__Excerpt to read__
■ ■ ■ ■

XMML, the eXploration and Mining Markup Language, is an XML based encoding for geoscience and exploration information. It is intended to support exchange of exploration information in a wide variety of contexts. This includes exchange
  • between software packages on the desktop,
  • between users and organisations,
and must be compatible with http.

Since XML is a plain-text format within which the tags provide a degree of internal documentation, it is highly suitable for archival use (transfer across time ...). Software required to interpret XML documents at a basic level will be more reliably available many times longer than the (versions of) application software required for most proprietary formats. Furthermore, the GML idiom used by XMML ensures that a certain amount of "schema-level" information is present in the data instance (all objects are clearly labelled with their data-type, as well as their role in context) which reinforces this portability.

XMML has been designed on the premise that exploration data is essentially geospatial, so there are benefits in using an implementation framework that is aligned with other geospatial information systems.

■ ■ ■ ■

__Exercise task a__
Return every line of the point-labeling records verbatim, omitting the pictures.
The XMML passage and the records come from unrelated sources.

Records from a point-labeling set
■ ■ ■ ■

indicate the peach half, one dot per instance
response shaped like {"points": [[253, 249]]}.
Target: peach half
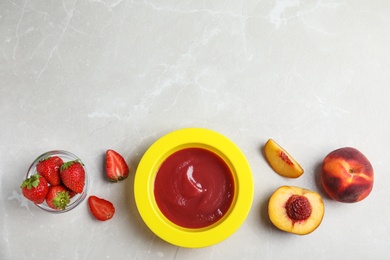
{"points": [[296, 210], [280, 161], [347, 175]]}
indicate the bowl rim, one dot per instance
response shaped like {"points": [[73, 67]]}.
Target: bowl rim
{"points": [[193, 138], [79, 198]]}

■ ■ ■ ■

__Exercise task b__
Translate this sentence from the XMML passage into Spanish: "XMML has been designed on the premise that exploration data is essentially geospatial, so there are benefits in using an implementation framework that is aligned with other geospatial information systems."

__Task answer a__
indicate the peach half, one dot per instance
response shaped like {"points": [[253, 249]]}.
Target: peach half
{"points": [[296, 210], [280, 161], [347, 175]]}
indicate the bowl rim, one dot per instance
response shaped like {"points": [[73, 67]]}.
Target: bowl rim
{"points": [[193, 138], [79, 198]]}

__Task answer b__
XMML se ha diseñado partiendo de la premisa de que los datos de exploración son esencialmente geoespaciales, por lo que hay beneficios en utilizar un marco de implementación que esté alineado con otros sistemas de información geoespacial.